[Stored data entries]

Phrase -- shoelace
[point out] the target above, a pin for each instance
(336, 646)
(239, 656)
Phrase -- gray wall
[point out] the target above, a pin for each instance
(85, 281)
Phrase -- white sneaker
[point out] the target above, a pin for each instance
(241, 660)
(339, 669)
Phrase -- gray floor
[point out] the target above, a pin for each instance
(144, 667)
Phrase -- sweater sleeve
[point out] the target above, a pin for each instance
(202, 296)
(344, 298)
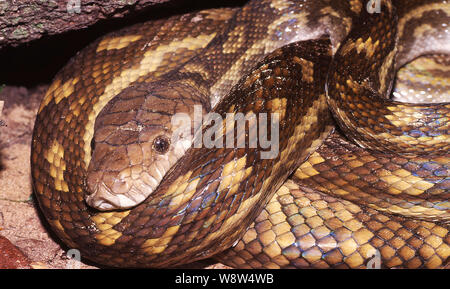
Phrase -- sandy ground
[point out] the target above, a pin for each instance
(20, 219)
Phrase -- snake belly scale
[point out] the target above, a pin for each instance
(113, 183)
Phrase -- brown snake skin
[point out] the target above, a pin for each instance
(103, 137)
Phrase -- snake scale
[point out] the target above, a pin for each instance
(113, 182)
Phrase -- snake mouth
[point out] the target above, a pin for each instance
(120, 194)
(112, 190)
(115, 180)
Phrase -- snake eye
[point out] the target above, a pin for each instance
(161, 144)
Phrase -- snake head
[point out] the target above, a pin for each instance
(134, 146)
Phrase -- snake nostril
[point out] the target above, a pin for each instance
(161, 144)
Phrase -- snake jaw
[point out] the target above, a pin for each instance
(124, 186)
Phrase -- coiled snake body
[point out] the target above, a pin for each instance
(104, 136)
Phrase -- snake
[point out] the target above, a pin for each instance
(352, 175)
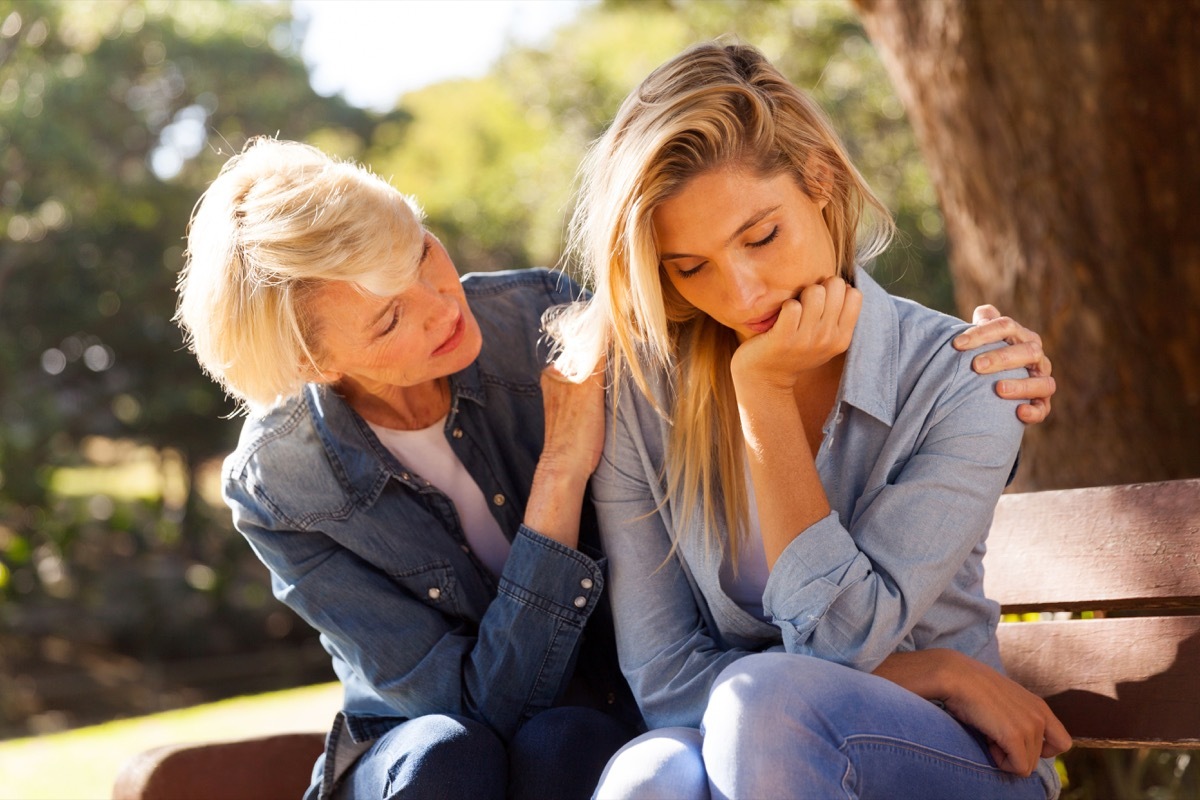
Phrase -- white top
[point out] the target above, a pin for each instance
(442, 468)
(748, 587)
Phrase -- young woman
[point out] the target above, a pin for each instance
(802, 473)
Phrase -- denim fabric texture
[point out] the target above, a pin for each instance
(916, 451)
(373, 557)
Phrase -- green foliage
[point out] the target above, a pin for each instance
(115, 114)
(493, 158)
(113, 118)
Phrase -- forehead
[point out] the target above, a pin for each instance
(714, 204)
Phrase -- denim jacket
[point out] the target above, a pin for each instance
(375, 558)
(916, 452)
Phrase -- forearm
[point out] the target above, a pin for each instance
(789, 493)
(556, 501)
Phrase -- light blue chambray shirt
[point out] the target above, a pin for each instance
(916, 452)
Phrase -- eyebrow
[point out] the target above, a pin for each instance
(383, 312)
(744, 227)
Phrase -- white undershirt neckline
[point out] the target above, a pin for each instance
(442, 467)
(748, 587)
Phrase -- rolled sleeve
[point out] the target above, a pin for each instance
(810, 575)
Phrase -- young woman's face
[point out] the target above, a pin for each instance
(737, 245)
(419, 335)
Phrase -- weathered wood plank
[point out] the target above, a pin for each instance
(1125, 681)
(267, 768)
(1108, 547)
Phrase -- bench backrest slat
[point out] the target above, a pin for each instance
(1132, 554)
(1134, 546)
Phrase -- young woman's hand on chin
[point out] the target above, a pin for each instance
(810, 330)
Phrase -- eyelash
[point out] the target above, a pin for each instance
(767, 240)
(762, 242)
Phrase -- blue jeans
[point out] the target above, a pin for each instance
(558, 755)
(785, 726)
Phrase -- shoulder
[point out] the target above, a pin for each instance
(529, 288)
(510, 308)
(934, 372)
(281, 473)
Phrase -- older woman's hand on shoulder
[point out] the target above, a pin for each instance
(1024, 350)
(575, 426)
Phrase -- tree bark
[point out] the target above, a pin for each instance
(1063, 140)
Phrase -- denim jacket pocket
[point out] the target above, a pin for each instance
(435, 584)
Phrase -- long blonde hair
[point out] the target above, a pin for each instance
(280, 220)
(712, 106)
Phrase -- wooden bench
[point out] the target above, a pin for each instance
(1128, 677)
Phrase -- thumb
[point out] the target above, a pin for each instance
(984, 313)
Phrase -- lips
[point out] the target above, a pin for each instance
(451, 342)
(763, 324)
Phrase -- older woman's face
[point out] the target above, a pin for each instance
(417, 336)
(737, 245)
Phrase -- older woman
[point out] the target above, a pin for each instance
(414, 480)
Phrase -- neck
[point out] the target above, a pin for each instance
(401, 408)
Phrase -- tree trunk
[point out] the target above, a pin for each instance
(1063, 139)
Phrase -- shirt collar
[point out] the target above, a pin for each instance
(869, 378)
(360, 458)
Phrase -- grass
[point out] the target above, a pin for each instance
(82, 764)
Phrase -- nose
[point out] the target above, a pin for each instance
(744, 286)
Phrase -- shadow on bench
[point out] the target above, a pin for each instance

▸ Instructions to follow:
Copy the records exactly. Skip the images.

▸ Response to the exercise:
Phrase -- shoelace
[point out] the target above, a pin for each instance
(336, 646)
(239, 656)
Phrase -- gray wall
[point out] the target above, a pin for each instance
(85, 281)
Phrase -- white sneaker
[point out] the target above, a pin for each instance
(241, 660)
(339, 669)
Phrase -- gray floor
[point out] the target above, a pin for each instance
(144, 667)
Phrase -- sweater sleeve
[point out] the target above, a pin for each instance
(202, 296)
(344, 298)
Phrase -- sandy ground
[point out] the target above, a pin for each instance
(20, 219)
Phrase -- snake belly scale
[point out] the target above, a pin for each instance
(113, 183)
Phrase -- brown snake skin
[point out] the target above, a pin for each instance
(103, 137)
Phrase -- snake scale
[point out] the target above, a pin for each instance
(113, 182)
Phrase -- snake mouth
[point out] the target above, a pin for each instance
(120, 194)
(112, 190)
(115, 180)
Phrase -- snake eye
[point out] the target above, a pin for each instance
(161, 144)
Phrase -- snake head
[point out] the target above, a pin for each instance
(134, 146)
Phrase -- snake nostril
[point out] the target above, a pin for each instance
(161, 144)
Phrase -- snake jaw
[point out] the target above, a pin for each instance
(124, 186)
Phrase -- coiled snake body
[point out] the target above, a pin for each instance
(104, 136)
Phrase -- snake
[point out] the target above, a pin for each instance
(352, 175)
Phrase -- white top
[point out] the target above, a pin for each instance
(442, 468)
(748, 587)
Phrase -- young woman
[point out] the target above, a pin for each instance
(802, 473)
Phrase -- denim fabric texture
[point out] the target above, a pin for each instance
(916, 451)
(373, 557)
Phrase -- green foliage
[point out] the target above, a pin for each instance
(115, 114)
(493, 158)
(113, 118)
Phrase -- forehead
[point out] the target above, a pin for each instance
(714, 204)
Phrase -- denim jacket
[point out] the target above, a pin for each instance
(375, 558)
(916, 452)
Phrase -- forearm
[point out] the target above, a pin for each instance
(789, 493)
(556, 501)
Phrase -- light blue chambray shirt
[point out] the target above, a pin for each instance
(916, 452)
Phrase -- eyebrow
[point out] the target above, a pin for each instance
(383, 312)
(744, 227)
Phrase -- white undershirt neckline
[point out] the target above, a pin for each instance
(442, 467)
(748, 587)
Phrase -- rolled sleeve
[point out] the target above, a pin for each instance
(810, 575)
Phrase -- young woman's face
[point out] the target above, a pin for each instance
(737, 245)
(419, 335)
Phrase -- weathered wood plank
[point out] the target above, a pin for each instance
(1125, 681)
(267, 768)
(1108, 547)
Phrase -- bench backrest slat
[point out] the target above, a pin for each instance
(1132, 554)
(1134, 546)
Phrase -- young woman's hand on chin
[point out] the target above, a pin for each instance
(810, 330)
Phrase -- eyelash
[point out] the target above, a pin for each instance
(767, 240)
(762, 242)
Phrase -- blue jeans
[point out] the target above, a pin for each instance
(558, 755)
(785, 726)
Phrase -- shoulder
[point out] the target above, a pin for each instance
(529, 288)
(510, 308)
(934, 372)
(281, 473)
Phrase -- older woman's hand on shoulder
[point out] the target above, a pin for each instance
(1024, 350)
(575, 426)
Phrase -- tree bark
[point out] the target above, a pin for each instance
(1063, 140)
Phrase -- denim jacket pocket
[point out] the target above, a pin for each instance
(435, 584)
Phrase -- long blonde hair
[point out] the target above, a pin for each instance
(280, 220)
(712, 106)
Phrase -- wooden bench
[point out] the target above, a pin for each instance
(1128, 677)
Phrase -- thumb
[point out] the target above, a pin for each instance
(984, 313)
Phrase -- lips
[point out] the target above, a pin for each instance
(451, 342)
(763, 324)
Phrase -- older woman's face
[point out] the target above, a pin for each instance
(417, 336)
(737, 245)
Phrase -- older woman
[point out] the target above, a pin for each instance
(414, 480)
Phrase -- neck
[point out] the target above, a pin for each instance
(401, 408)
Phrase -- tree trunk
[point out] the target above, a pin for each instance
(1063, 139)
Phrase -- shirt collar
[point out] the target above, a pin for each instance
(869, 378)
(360, 458)
Phrase -- grass
[point out] the target above, a pin for each instance
(82, 764)
Phrase -- nose
[point out] the target above, a pin for each instance
(744, 286)
Phrase -- shadow on bench
[point out] the target above, a pin for each instance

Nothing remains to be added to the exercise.